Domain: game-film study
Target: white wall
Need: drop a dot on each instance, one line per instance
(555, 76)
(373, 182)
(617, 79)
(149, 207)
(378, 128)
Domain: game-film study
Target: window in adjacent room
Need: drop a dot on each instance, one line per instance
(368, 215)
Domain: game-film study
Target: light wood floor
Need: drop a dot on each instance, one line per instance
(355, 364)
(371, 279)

________________

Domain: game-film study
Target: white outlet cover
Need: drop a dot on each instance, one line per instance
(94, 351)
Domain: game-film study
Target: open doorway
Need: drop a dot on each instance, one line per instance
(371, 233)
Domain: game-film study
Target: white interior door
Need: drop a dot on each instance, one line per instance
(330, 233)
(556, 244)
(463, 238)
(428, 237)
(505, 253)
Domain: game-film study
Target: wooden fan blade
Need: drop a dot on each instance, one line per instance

________________

→ **Problem description**: Your answer should be the lines of the material above that include "Target".

→ **Result for this task**:
Target: white wall
Target: window in adjacent room
Target: light wood floor
Target: white outlet cover
Target: open doorway
Target: white interior door
Target: wooden fan blade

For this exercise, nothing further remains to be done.